━━━ SUPPLIED RECORDS

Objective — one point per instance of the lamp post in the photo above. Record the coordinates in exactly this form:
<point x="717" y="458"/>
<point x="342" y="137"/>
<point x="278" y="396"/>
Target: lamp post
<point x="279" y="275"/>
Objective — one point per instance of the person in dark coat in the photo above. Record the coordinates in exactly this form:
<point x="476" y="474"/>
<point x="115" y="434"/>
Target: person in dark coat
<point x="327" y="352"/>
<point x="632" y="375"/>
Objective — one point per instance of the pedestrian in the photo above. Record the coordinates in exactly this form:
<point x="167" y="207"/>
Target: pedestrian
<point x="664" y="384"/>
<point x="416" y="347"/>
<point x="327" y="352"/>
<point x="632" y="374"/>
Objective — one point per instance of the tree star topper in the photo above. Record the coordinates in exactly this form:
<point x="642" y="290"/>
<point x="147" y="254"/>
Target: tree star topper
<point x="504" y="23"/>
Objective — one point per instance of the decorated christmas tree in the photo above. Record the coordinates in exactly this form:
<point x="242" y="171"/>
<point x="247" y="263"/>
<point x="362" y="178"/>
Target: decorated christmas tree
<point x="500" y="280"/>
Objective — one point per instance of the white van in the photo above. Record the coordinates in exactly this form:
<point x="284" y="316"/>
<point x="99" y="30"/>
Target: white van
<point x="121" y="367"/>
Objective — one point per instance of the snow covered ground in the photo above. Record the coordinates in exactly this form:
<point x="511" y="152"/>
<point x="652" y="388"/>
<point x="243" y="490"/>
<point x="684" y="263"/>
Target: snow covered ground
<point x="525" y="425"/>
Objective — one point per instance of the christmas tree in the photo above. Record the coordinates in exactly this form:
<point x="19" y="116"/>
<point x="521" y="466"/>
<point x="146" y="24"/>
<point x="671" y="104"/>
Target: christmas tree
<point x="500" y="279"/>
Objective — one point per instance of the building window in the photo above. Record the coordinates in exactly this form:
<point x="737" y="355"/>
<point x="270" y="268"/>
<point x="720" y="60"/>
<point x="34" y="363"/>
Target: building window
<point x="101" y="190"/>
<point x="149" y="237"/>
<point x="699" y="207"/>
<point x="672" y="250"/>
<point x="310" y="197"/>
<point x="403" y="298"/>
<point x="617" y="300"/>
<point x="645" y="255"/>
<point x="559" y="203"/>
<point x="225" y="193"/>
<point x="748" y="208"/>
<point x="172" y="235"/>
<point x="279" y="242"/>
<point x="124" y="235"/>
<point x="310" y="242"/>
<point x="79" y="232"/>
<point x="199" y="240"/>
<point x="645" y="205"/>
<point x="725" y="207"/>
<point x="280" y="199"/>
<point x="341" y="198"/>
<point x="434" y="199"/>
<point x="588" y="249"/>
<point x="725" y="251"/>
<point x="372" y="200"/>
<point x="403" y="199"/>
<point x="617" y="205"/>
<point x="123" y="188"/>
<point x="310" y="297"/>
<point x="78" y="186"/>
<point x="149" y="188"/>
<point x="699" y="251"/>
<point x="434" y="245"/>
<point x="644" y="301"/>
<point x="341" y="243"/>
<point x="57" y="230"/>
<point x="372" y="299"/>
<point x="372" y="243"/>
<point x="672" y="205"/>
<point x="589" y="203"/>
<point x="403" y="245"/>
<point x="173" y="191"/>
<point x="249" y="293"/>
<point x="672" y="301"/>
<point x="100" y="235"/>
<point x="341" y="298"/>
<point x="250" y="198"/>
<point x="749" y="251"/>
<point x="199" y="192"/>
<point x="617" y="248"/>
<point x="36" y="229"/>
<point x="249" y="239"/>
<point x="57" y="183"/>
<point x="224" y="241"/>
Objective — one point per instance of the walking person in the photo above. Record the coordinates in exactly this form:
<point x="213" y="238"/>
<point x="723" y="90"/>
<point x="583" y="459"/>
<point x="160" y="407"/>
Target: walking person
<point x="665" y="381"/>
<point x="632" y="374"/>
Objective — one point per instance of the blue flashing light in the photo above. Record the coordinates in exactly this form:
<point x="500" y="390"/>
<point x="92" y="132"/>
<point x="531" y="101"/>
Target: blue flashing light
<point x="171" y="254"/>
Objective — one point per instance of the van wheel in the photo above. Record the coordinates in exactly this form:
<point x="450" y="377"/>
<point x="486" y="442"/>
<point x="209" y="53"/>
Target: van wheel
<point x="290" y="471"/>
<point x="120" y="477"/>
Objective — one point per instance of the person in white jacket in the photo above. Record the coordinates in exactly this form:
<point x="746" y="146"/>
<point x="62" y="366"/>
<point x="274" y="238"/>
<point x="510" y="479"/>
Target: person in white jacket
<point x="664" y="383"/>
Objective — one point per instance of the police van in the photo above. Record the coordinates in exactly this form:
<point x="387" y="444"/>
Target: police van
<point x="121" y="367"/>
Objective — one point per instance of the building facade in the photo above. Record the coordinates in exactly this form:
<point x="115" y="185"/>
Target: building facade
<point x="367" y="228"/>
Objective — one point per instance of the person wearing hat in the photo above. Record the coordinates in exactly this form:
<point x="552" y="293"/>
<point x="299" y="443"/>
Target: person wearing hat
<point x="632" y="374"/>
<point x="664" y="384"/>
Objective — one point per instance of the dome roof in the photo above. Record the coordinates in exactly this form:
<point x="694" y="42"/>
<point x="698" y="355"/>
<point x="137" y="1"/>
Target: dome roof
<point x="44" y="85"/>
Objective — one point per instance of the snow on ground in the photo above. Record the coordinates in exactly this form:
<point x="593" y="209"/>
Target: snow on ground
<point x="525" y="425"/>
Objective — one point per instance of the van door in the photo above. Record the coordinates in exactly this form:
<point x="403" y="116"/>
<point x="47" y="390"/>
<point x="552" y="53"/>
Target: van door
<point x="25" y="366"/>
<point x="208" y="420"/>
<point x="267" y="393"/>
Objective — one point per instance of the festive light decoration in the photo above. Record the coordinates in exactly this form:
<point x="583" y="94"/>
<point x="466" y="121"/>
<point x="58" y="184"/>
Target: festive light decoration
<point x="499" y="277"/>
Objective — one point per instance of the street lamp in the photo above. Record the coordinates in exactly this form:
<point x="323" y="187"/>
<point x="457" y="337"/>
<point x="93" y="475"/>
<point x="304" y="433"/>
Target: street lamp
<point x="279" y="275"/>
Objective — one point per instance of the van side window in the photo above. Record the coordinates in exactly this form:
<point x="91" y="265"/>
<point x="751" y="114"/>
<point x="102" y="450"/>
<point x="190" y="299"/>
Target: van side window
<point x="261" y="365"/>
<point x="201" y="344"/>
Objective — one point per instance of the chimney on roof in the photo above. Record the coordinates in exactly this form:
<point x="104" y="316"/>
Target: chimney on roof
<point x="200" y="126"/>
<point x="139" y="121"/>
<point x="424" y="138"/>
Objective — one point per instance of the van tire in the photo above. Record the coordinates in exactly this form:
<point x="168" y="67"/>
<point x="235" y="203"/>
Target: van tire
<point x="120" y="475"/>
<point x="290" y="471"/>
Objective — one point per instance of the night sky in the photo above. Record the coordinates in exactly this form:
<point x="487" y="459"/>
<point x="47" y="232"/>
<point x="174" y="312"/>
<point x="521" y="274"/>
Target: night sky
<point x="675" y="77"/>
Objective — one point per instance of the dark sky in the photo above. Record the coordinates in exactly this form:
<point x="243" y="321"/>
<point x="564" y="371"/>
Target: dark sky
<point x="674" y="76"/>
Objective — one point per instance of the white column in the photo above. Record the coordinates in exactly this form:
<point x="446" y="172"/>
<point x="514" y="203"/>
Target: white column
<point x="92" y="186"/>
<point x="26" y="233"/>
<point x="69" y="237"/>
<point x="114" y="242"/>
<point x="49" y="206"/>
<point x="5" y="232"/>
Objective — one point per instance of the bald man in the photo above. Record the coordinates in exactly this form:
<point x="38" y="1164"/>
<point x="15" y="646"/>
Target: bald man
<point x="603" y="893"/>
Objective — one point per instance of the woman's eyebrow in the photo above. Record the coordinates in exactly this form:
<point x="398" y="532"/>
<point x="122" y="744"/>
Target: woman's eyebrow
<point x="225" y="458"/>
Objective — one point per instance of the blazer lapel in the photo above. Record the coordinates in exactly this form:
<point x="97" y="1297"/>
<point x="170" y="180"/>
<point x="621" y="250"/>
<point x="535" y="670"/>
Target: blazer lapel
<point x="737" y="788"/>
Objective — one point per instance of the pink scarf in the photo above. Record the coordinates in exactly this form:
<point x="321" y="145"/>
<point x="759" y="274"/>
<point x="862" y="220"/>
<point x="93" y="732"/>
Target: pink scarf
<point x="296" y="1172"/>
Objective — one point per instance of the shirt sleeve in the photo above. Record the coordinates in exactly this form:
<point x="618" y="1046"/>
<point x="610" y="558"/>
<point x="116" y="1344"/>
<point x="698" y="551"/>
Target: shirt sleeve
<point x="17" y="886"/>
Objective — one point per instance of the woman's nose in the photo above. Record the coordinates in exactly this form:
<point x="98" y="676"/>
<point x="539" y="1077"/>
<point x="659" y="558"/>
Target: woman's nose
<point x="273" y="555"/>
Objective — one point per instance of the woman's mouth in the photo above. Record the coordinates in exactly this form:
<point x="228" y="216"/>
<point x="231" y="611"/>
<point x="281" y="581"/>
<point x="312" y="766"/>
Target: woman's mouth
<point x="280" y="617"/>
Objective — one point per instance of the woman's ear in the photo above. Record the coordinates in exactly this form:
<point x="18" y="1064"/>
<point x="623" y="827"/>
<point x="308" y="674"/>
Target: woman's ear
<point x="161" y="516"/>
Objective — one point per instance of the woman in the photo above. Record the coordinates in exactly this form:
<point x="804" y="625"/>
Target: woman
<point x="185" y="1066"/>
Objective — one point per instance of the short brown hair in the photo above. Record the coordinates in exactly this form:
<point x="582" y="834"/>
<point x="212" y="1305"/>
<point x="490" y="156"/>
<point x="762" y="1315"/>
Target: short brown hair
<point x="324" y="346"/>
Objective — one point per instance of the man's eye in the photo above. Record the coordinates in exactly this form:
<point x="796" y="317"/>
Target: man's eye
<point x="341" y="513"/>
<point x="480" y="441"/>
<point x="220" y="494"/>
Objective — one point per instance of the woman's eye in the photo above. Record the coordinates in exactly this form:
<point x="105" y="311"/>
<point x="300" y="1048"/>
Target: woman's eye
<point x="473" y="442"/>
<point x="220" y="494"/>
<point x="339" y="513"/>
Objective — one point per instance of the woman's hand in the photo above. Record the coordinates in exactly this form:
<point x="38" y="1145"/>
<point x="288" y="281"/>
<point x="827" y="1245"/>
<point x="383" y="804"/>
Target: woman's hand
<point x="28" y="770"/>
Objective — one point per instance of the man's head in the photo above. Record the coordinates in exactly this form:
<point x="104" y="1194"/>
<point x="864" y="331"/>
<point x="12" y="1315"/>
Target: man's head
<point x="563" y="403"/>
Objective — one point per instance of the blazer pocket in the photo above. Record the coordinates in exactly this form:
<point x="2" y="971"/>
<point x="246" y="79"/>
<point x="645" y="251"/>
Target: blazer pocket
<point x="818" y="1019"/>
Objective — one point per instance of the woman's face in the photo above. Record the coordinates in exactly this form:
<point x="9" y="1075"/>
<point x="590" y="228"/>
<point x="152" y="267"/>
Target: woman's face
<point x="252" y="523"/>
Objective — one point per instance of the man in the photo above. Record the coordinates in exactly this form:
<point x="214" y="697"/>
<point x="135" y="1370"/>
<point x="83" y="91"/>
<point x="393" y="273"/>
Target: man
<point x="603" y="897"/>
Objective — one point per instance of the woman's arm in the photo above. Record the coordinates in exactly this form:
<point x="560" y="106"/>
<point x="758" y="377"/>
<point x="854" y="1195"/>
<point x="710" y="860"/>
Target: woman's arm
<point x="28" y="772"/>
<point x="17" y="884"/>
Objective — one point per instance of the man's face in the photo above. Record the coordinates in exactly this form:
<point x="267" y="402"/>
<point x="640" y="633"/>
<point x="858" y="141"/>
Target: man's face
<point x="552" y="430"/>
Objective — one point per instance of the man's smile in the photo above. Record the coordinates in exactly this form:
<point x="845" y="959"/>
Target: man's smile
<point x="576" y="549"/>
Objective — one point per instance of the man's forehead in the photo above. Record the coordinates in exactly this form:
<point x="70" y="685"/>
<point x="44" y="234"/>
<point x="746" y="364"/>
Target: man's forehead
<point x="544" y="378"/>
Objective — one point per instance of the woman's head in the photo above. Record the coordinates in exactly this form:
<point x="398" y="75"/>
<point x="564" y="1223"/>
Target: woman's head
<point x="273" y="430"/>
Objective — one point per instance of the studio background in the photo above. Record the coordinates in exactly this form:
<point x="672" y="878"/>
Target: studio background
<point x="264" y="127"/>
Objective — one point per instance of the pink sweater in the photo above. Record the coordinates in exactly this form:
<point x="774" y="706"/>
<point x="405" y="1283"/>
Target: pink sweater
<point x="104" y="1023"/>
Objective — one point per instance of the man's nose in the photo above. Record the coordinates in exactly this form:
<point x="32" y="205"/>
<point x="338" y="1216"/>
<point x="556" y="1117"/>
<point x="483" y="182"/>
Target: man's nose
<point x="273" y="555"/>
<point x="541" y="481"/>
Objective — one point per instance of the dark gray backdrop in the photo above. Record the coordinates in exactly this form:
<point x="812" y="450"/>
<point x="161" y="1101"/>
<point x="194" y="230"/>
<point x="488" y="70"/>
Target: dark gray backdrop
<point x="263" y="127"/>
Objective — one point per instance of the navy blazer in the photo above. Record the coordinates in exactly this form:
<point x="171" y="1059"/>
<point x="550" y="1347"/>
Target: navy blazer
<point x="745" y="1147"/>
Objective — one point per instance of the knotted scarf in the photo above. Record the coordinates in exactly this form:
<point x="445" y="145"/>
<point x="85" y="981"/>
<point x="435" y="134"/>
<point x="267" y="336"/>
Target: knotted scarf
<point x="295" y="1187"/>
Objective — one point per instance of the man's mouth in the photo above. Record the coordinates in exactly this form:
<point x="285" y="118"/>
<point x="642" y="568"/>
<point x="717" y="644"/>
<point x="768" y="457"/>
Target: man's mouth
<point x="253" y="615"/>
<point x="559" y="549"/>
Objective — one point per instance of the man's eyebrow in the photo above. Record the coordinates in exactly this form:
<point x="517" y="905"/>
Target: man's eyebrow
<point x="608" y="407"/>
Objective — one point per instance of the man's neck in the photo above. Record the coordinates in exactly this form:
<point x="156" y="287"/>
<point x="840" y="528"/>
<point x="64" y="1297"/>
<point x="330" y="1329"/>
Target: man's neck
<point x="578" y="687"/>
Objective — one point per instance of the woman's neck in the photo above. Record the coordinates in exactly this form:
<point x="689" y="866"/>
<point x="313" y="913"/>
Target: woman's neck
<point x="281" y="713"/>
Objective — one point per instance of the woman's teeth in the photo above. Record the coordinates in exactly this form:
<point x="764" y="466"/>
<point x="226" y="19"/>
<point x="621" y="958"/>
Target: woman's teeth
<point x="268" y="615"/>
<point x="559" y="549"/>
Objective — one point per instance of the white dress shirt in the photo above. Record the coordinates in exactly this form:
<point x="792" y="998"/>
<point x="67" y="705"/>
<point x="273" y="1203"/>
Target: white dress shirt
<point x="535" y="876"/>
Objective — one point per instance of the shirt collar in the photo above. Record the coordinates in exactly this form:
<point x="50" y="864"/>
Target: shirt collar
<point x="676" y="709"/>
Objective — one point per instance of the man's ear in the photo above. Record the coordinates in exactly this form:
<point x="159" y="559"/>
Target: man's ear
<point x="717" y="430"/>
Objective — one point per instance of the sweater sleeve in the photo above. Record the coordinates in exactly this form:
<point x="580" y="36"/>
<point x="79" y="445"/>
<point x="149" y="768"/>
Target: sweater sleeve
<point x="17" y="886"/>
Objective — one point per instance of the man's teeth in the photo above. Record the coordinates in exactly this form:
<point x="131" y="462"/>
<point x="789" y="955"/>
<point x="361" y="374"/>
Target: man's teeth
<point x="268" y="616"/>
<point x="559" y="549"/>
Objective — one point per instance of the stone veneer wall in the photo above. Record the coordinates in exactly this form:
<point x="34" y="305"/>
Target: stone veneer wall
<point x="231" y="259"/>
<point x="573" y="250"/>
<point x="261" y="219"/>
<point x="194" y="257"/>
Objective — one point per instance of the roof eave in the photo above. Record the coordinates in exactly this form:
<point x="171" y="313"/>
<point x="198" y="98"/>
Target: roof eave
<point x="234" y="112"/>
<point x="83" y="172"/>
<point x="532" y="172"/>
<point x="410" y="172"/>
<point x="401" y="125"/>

━━━━━━

SHORT TASK
In the records above, find the line containing "Objective — one point per instance of the stone"; please retype it and every line after it through the last line, exactly and with nothing else.

TASK OUTPUT
Objective — one point per instance of the stone veneer wall in the photo above. Record the coordinates in exactly this form:
<point x="34" y="305"/>
Target: stone veneer wall
<point x="231" y="259"/>
<point x="573" y="250"/>
<point x="261" y="219"/>
<point x="194" y="257"/>
Objective — one point per instance of the roof eave in the photo above. Record the coordinates in exactly this form:
<point x="171" y="313"/>
<point x="198" y="98"/>
Target: roof eave
<point x="234" y="112"/>
<point x="83" y="172"/>
<point x="532" y="172"/>
<point x="410" y="172"/>
<point x="401" y="125"/>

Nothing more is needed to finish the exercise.